Extracted data entries:
• • • •

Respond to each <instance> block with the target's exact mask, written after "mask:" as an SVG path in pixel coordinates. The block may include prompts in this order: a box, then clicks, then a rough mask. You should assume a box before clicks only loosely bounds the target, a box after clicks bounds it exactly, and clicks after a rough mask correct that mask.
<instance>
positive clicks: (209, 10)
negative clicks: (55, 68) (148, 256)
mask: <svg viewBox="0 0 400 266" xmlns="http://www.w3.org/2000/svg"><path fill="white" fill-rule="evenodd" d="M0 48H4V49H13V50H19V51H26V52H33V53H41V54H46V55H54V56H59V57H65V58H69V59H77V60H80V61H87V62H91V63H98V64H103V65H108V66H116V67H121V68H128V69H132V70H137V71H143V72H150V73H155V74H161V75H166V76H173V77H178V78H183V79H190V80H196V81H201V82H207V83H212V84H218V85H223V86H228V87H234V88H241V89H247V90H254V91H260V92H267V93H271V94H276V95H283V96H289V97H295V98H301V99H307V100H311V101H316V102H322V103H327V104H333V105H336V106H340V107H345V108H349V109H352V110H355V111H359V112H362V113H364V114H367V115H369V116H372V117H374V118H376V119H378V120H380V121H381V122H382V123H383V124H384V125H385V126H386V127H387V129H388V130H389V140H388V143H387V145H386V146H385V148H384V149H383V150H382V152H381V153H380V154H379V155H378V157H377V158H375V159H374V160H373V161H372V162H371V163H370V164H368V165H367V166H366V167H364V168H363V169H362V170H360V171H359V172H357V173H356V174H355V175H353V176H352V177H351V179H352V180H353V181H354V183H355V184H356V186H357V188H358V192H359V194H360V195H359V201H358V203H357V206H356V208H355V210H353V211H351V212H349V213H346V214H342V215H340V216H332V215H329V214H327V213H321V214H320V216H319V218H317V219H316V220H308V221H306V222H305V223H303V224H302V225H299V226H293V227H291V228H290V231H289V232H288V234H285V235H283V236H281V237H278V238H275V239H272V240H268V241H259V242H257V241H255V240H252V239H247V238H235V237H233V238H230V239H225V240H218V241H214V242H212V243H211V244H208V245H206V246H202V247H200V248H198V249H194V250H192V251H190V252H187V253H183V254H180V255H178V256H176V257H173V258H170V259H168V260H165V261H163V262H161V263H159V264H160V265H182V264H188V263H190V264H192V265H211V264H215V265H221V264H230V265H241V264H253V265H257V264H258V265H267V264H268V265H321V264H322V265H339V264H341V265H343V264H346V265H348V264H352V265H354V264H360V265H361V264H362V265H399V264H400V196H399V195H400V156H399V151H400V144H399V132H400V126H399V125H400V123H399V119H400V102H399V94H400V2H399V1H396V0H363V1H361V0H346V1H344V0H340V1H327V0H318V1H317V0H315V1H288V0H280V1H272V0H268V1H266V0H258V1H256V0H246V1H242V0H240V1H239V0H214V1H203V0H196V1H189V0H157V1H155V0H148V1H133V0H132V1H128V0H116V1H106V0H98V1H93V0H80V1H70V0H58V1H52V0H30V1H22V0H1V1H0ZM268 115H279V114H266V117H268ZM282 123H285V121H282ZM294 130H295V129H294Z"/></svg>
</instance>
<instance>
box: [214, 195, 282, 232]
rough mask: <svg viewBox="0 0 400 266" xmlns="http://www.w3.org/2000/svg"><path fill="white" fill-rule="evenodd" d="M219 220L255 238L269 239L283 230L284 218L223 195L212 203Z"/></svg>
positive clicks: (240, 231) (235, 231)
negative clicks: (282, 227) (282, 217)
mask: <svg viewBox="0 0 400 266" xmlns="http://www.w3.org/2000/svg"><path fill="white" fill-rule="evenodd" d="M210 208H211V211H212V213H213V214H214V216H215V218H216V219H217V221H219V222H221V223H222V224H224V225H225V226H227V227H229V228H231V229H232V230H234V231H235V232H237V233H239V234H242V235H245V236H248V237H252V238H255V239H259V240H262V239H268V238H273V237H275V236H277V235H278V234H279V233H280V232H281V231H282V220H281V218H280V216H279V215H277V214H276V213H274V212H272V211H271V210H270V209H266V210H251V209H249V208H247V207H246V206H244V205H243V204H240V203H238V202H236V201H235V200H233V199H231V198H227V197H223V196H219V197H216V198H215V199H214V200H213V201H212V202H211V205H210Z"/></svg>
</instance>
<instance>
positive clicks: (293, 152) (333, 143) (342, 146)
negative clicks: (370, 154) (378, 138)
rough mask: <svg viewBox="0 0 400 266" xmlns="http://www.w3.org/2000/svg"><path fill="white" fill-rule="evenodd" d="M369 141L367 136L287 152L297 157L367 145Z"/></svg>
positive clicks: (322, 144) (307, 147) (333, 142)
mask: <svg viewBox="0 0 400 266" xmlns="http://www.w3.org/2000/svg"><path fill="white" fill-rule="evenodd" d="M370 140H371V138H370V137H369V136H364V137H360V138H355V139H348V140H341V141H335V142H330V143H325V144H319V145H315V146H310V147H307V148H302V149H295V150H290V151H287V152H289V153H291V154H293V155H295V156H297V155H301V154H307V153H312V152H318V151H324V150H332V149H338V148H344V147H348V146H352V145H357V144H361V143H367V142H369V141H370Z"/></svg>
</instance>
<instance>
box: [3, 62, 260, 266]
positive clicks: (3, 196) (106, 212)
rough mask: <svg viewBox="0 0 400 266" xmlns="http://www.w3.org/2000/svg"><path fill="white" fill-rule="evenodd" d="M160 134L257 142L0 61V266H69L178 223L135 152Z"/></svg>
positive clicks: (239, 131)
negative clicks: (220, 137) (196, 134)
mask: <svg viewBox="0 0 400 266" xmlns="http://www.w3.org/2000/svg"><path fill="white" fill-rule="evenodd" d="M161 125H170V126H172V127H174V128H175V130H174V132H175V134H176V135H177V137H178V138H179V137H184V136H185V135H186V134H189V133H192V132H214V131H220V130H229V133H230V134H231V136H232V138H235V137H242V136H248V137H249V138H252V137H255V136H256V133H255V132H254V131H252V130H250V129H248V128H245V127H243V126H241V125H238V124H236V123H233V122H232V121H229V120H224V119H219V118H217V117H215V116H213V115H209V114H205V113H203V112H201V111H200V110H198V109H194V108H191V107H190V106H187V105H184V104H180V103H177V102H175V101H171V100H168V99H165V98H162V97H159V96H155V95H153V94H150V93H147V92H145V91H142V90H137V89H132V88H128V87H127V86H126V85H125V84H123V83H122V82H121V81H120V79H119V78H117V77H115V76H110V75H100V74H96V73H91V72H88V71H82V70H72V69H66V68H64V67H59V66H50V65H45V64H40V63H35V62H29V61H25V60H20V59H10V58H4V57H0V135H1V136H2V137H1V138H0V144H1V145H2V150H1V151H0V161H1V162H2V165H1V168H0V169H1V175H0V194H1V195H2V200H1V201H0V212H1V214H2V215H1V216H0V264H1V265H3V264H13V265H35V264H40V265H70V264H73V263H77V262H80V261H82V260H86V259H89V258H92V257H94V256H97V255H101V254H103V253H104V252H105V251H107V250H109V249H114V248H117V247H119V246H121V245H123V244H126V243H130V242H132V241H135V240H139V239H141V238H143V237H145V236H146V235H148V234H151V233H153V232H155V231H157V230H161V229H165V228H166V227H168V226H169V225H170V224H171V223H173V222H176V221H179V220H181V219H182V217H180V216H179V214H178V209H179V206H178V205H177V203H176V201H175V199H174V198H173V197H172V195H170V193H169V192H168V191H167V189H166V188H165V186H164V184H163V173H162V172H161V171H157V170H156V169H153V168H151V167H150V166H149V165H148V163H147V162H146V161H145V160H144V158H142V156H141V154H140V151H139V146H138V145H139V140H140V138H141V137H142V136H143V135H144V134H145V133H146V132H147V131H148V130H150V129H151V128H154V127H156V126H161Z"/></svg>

• • • •

DIRECTIONS:
All of the data above must be retyped exactly.

ANSWER BELOW:
Respond to each <instance> block with the target's exact mask, written after "mask:" as an SVG path in pixel coordinates. The block may include prompts in this order: a box, then clicks, then a rough mask. You should assume a box before clicks only loosely bounds the target, a box after clicks bounds it exactly, and clicks after a rough mask correct that mask.
<instance>
positive clicks: (209, 10)
negative clicks: (55, 68) (148, 256)
mask: <svg viewBox="0 0 400 266" xmlns="http://www.w3.org/2000/svg"><path fill="white" fill-rule="evenodd" d="M0 48H4V49H13V50H19V51H26V52H33V53H41V54H46V55H54V56H59V57H65V58H69V59H77V60H80V61H87V62H91V63H98V64H103V65H108V66H116V67H121V68H128V69H132V70H137V71H143V72H150V73H155V74H161V75H166V76H173V77H178V78H183V79H190V80H196V81H201V82H207V83H212V84H218V85H223V86H228V87H234V88H241V89H247V90H254V91H260V92H267V93H271V94H276V95H283V96H289V97H295V98H301V99H307V100H311V101H316V102H322V103H327V104H333V105H336V106H340V107H345V108H349V109H352V110H355V111H359V112H362V113H364V114H367V115H369V116H372V117H374V118H376V119H378V120H380V121H381V122H382V123H383V124H384V125H385V126H386V127H387V129H388V130H389V140H388V143H387V145H386V146H385V148H384V149H383V150H382V152H381V153H380V154H379V155H378V157H377V158H375V159H374V160H373V161H372V162H371V163H370V164H368V165H367V166H366V167H364V168H363V169H362V170H360V171H359V172H357V173H356V174H355V175H353V176H352V177H351V179H352V180H353V181H354V183H355V184H356V186H357V188H358V192H359V194H360V195H359V201H358V203H357V206H356V208H355V210H353V211H351V212H349V213H346V214H342V215H340V216H332V215H329V214H327V213H321V214H320V216H319V218H317V219H316V220H308V221H306V222H305V223H303V224H302V225H299V226H293V227H291V228H290V231H289V232H288V234H285V235H283V236H281V237H278V238H275V239H272V240H268V241H259V242H257V241H255V240H252V239H247V238H235V237H233V238H230V239H225V240H218V241H214V242H212V243H211V244H208V245H206V246H202V247H200V248H198V249H194V250H192V251H190V252H187V253H183V254H180V255H178V256H176V257H173V258H170V259H168V260H165V261H163V262H161V263H159V264H160V265H182V264H188V263H190V264H192V265H211V264H215V265H221V264H230V265H241V264H253V265H257V264H258V265H267V264H268V265H321V264H322V265H339V264H341V265H343V264H346V265H348V264H352V265H354V264H360V265H361V264H362V265H399V264H400V196H399V195H400V156H399V151H400V144H399V132H400V126H399V125H400V123H399V119H400V102H399V94H400V2H399V1H396V0H363V1H361V0H346V1H344V0H340V1H327V0H318V1H317V0H315V1H288V0H280V1H272V0H268V1H266V0H258V1H256V0H246V1H242V0H240V1H239V0H214V1H203V0H196V1H189V0H157V1H155V0H148V1H133V0H132V1H128V0H116V1H106V0H98V1H93V0H80V1H70V0H58V1H52V0H30V1H22V0H1V1H0ZM268 115H279V114H266V117H268ZM282 123H285V121H282ZM294 130H295V129H294Z"/></svg>
</instance>
<instance>
box: [214, 195, 282, 232]
rough mask: <svg viewBox="0 0 400 266" xmlns="http://www.w3.org/2000/svg"><path fill="white" fill-rule="evenodd" d="M219 220L255 238L269 239L283 230L284 218L223 195L212 203Z"/></svg>
positive clicks: (240, 231) (235, 231)
negative clicks: (282, 227) (282, 217)
mask: <svg viewBox="0 0 400 266" xmlns="http://www.w3.org/2000/svg"><path fill="white" fill-rule="evenodd" d="M210 208H211V211H212V213H213V214H214V216H215V218H216V219H217V221H219V222H221V223H222V224H224V225H225V226H227V227H229V228H231V229H232V230H234V231H235V232H237V233H239V234H242V235H245V236H248V237H252V238H255V239H259V240H262V239H268V238H273V237H275V236H277V235H278V234H279V233H280V232H281V231H282V220H281V218H280V216H279V215H277V214H276V213H274V212H272V211H271V210H270V209H266V210H251V209H249V208H247V207H246V206H244V205H243V204H240V203H238V202H236V201H235V200H233V199H231V198H227V197H223V196H219V197H216V198H215V199H214V200H213V201H212V202H211V205H210Z"/></svg>
</instance>
<instance>
positive clicks: (293, 152) (333, 143) (342, 146)
negative clicks: (370, 154) (378, 138)
rough mask: <svg viewBox="0 0 400 266" xmlns="http://www.w3.org/2000/svg"><path fill="white" fill-rule="evenodd" d="M369 141L367 136L287 152L297 157L367 145Z"/></svg>
positive clicks: (322, 144) (307, 147) (333, 142)
mask: <svg viewBox="0 0 400 266" xmlns="http://www.w3.org/2000/svg"><path fill="white" fill-rule="evenodd" d="M370 140H371V138H370V137H369V136H364V137H360V138H355V139H348V140H341V141H335V142H330V143H325V144H319V145H315V146H310V147H307V148H302V149H295V150H290V151H287V152H289V153H291V154H293V155H295V156H297V155H301V154H307V153H312V152H318V151H324V150H332V149H338V148H344V147H348V146H352V145H357V144H361V143H367V142H369V141H370Z"/></svg>
</instance>
<instance>
box: [3, 62, 260, 266]
positive clicks: (3, 196) (106, 212)
rough mask: <svg viewBox="0 0 400 266" xmlns="http://www.w3.org/2000/svg"><path fill="white" fill-rule="evenodd" d="M160 134L257 142L0 61V266H69L178 223L135 152Z"/></svg>
positive clicks: (239, 131)
negative clicks: (220, 137) (196, 134)
mask: <svg viewBox="0 0 400 266" xmlns="http://www.w3.org/2000/svg"><path fill="white" fill-rule="evenodd" d="M161 125H170V126H172V127H174V128H175V130H174V132H175V134H176V135H177V137H178V138H179V137H184V136H185V135H186V134H189V133H192V132H214V131H220V130H229V133H230V134H231V136H232V138H235V137H242V136H248V137H249V138H252V137H255V136H256V133H255V132H254V131H252V130H250V129H248V128H245V127H243V126H241V125H238V124H236V123H233V122H232V121H229V120H224V119H219V118H217V117H215V116H213V115H209V114H205V113H203V112H201V111H200V110H198V109H194V108H191V107H190V106H187V105H184V104H180V103H177V102H175V101H171V100H168V99H165V98H162V97H159V96H155V95H153V94H150V93H147V92H145V91H142V90H137V89H132V88H128V87H127V86H126V85H125V84H123V83H122V82H121V81H120V79H119V78H117V77H115V76H110V75H100V74H96V73H91V72H88V71H82V70H72V69H66V68H64V67H59V66H50V65H45V64H40V63H35V62H29V61H25V60H20V59H10V58H4V57H0V135H1V136H2V137H1V138H0V144H1V145H2V150H1V151H0V161H1V162H2V165H1V168H0V169H1V175H0V194H1V195H2V200H1V201H0V212H1V214H2V215H1V216H0V264H1V265H3V264H13V265H35V264H40V265H70V264H73V263H77V262H80V261H82V260H86V259H89V258H92V257H94V256H97V255H101V254H103V253H104V252H105V251H107V250H109V249H114V248H117V247H119V246H121V245H123V244H126V243H130V242H132V241H135V240H139V239H141V238H143V237H145V236H146V235H148V234H151V233H153V232H155V231H157V230H161V229H165V228H166V227H168V226H169V225H170V224H171V223H173V222H176V221H179V220H181V219H182V217H180V216H179V214H178V209H179V206H178V205H177V203H176V201H175V199H174V198H173V197H172V195H170V193H169V192H168V191H167V189H166V188H165V186H164V184H163V173H162V172H161V171H157V170H156V169H153V168H151V167H150V166H149V165H148V163H147V162H146V161H145V160H144V158H142V156H141V154H140V151H139V146H138V145H139V140H140V138H141V137H142V136H143V135H144V134H145V133H146V132H147V131H148V130H150V129H151V128H154V127H156V126H161Z"/></svg>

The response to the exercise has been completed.